→ WHAT TO WORK ON: Put the lines from the start of the material through the line holding "top-left (420, 186), bottom-right (598, 525)", inclusive, into a Markdown table with two columns: Row for the row number and Text for the line. Leave out any blank lines.

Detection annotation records
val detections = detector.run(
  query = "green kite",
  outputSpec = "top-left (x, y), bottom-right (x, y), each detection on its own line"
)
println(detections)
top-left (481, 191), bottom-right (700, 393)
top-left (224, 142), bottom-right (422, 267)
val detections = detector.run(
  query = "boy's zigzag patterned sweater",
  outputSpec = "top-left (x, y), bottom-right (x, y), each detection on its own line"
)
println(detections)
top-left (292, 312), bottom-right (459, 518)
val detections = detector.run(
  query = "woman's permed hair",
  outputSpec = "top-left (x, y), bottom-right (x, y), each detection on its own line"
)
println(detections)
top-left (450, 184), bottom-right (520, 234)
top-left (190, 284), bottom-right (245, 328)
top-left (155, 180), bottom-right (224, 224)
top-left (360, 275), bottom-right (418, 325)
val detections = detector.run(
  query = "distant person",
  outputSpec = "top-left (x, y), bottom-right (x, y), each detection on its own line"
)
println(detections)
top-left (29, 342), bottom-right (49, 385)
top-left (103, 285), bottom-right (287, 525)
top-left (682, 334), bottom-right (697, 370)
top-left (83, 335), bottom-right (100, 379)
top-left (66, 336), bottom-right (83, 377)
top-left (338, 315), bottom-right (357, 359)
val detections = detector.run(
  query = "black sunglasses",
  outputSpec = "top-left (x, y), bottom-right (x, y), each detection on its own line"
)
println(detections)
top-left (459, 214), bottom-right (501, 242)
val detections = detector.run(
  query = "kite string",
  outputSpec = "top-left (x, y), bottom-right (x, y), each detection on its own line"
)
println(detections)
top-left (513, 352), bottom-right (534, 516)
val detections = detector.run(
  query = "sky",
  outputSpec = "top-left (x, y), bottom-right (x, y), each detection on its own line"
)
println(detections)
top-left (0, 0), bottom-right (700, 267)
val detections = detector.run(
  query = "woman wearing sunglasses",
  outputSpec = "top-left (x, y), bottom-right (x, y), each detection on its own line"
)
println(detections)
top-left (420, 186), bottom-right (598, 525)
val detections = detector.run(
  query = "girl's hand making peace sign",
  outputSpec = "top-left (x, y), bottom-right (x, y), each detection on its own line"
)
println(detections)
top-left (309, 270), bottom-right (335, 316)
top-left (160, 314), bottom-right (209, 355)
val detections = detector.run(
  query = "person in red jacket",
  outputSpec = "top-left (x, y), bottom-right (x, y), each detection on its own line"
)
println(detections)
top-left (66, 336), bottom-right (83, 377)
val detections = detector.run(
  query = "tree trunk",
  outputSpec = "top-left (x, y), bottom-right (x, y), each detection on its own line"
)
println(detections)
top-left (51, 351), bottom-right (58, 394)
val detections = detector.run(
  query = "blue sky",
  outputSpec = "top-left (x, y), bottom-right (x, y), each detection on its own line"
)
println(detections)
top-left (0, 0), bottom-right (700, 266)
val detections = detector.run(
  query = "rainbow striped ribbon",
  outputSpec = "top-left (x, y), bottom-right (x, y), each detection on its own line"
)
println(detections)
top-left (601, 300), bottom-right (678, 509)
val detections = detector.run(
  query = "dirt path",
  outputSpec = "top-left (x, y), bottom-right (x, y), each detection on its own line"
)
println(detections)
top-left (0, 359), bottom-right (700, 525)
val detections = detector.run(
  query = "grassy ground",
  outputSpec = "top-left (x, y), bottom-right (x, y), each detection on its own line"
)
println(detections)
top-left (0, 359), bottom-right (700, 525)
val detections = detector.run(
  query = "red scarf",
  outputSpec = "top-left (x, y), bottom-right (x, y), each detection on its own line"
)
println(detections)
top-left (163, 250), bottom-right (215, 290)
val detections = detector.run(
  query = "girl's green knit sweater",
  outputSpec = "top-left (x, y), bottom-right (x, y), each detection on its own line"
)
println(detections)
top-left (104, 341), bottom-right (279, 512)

→ SOLUTION TO THE PROBLEM:
| Row | Text |
|---|---|
| 1 | val detections = detector.run( |
| 2 |   query = "green kite", |
| 3 |   outputSpec = "top-left (x, y), bottom-right (x, y), each detection on its own line" |
| 4 | ) |
| 5 | println(detections) |
| 6 | top-left (481, 191), bottom-right (700, 393) |
| 7 | top-left (224, 142), bottom-right (422, 267) |
| 8 | val detections = detector.run( |
| 9 |   query = "boy's zigzag patterned sweater", |
| 10 |   outputSpec = "top-left (x, y), bottom-right (x, y), each detection on its own line" |
| 11 | ) |
| 12 | println(detections) |
| 13 | top-left (292, 312), bottom-right (459, 518) |
| 14 | val detections = detector.run( |
| 15 |   query = "woman's permed hair", |
| 16 |   outputSpec = "top-left (x, y), bottom-right (x, y), each detection on its own line" |
| 17 | ) |
| 18 | println(detections) |
| 19 | top-left (450, 184), bottom-right (520, 234) |
| 20 | top-left (190, 284), bottom-right (245, 328) |
| 21 | top-left (155, 180), bottom-right (224, 224) |
| 22 | top-left (360, 275), bottom-right (418, 325) |
| 23 | val detections = detector.run( |
| 24 |   query = "distant person", |
| 25 |   outputSpec = "top-left (x, y), bottom-right (x, y), each detection on its own line" |
| 26 | ) |
| 27 | println(detections) |
| 28 | top-left (29, 342), bottom-right (49, 385) |
| 29 | top-left (103, 285), bottom-right (287, 525) |
| 30 | top-left (682, 334), bottom-right (697, 370) |
| 31 | top-left (83, 335), bottom-right (100, 379) |
| 32 | top-left (66, 336), bottom-right (83, 377) |
| 33 | top-left (338, 315), bottom-right (357, 359) |
| 34 | val detections = detector.run( |
| 35 |   query = "black sunglasses", |
| 36 |   outputSpec = "top-left (x, y), bottom-right (x, y), each detection on its own line" |
| 37 | ) |
| 38 | println(detections) |
| 39 | top-left (459, 214), bottom-right (501, 242) |
| 40 | val detections = detector.run( |
| 41 |   query = "kite string", |
| 42 |   outputSpec = "top-left (x, y), bottom-right (x, y), each detection on its own line" |
| 43 | ) |
| 44 | println(detections) |
| 45 | top-left (513, 352), bottom-right (534, 516) |
| 46 | val detections = detector.run( |
| 47 |   query = "sky", |
| 48 |   outputSpec = "top-left (x, y), bottom-right (x, y), each detection on its own line" |
| 49 | ) |
| 50 | println(detections) |
| 51 | top-left (0, 0), bottom-right (700, 267) |
| 52 | val detections = detector.run( |
| 53 |   query = "woman wearing sunglasses", |
| 54 |   outputSpec = "top-left (x, y), bottom-right (x, y), each detection on its own line" |
| 55 | ) |
| 56 | println(detections) |
| 57 | top-left (420, 186), bottom-right (598, 525) |